» Required task:
Give back each entry unchanged, minus pictures.

» Stored records:
------

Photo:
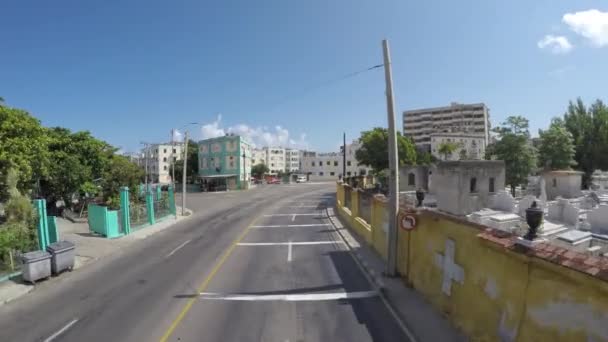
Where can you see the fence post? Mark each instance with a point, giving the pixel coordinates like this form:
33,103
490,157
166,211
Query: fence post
172,201
52,227
43,231
125,208
150,206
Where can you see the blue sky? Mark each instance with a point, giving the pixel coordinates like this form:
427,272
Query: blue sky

------

» The solution:
Photo:
Where can you see the fence post? Mark each instance with a point, giving the pixel coordinates like this form:
33,103
490,157
166,211
Query: fence post
172,201
52,227
43,231
125,208
150,206
Where can you see the blue sky? Mark each instance with a point, giving the pixel coordinates like this form:
427,272
Query: blue sky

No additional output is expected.